Listing.
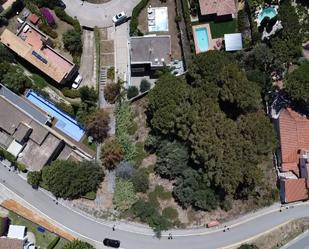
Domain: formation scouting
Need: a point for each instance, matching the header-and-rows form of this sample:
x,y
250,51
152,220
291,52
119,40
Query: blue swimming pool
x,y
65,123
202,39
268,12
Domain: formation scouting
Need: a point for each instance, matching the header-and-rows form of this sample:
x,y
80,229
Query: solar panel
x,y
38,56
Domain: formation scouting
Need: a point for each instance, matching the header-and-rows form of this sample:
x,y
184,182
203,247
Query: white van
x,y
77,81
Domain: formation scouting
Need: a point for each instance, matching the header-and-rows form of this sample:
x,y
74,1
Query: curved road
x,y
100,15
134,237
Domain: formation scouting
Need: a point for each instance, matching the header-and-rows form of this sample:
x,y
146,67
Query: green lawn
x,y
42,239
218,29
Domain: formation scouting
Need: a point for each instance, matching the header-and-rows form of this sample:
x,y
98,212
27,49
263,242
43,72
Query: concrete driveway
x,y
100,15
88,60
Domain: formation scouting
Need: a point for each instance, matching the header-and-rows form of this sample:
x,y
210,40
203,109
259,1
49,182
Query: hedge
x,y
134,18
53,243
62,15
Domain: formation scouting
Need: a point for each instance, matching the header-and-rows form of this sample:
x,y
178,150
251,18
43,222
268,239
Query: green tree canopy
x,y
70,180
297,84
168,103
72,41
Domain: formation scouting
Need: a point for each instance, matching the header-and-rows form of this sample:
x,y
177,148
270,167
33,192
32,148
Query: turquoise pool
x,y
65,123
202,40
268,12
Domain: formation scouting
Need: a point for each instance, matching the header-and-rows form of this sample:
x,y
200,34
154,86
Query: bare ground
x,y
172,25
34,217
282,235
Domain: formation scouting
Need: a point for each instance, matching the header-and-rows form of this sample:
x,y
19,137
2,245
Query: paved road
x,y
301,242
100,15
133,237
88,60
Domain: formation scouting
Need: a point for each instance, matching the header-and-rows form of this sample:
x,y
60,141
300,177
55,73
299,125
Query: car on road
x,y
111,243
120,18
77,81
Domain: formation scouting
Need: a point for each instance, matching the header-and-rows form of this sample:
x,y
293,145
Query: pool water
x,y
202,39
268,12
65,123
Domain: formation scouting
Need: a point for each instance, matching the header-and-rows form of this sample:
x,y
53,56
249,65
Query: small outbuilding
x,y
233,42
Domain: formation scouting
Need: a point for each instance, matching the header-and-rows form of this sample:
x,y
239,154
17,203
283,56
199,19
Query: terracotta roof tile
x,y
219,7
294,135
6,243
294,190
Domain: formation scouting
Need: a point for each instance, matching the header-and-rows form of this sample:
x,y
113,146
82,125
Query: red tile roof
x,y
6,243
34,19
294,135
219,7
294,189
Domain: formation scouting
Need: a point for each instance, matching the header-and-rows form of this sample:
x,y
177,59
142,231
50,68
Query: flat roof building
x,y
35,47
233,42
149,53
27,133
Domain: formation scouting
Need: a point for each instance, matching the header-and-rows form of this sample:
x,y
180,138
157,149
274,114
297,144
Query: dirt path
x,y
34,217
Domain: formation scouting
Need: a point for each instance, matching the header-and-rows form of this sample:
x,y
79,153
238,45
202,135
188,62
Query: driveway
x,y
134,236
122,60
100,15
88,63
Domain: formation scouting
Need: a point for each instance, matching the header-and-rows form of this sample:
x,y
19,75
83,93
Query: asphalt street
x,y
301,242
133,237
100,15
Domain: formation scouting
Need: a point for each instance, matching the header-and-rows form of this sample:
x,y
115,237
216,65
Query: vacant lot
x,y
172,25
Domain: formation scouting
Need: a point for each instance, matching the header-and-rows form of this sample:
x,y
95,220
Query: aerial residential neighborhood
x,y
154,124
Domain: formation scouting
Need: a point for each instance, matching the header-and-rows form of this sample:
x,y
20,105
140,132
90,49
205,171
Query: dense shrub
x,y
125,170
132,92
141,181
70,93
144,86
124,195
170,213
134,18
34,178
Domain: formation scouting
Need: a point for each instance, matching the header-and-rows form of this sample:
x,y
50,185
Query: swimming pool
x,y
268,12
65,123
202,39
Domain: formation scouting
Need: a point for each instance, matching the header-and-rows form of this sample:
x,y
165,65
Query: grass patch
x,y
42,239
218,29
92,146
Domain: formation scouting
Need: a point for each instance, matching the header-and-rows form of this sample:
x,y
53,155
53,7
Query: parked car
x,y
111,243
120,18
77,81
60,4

Objective. Return every line of the material that contains the string "driveway", treating uppercase and lowercase as different.

Answer to the problem.
Query: concrete driveway
Query: driveway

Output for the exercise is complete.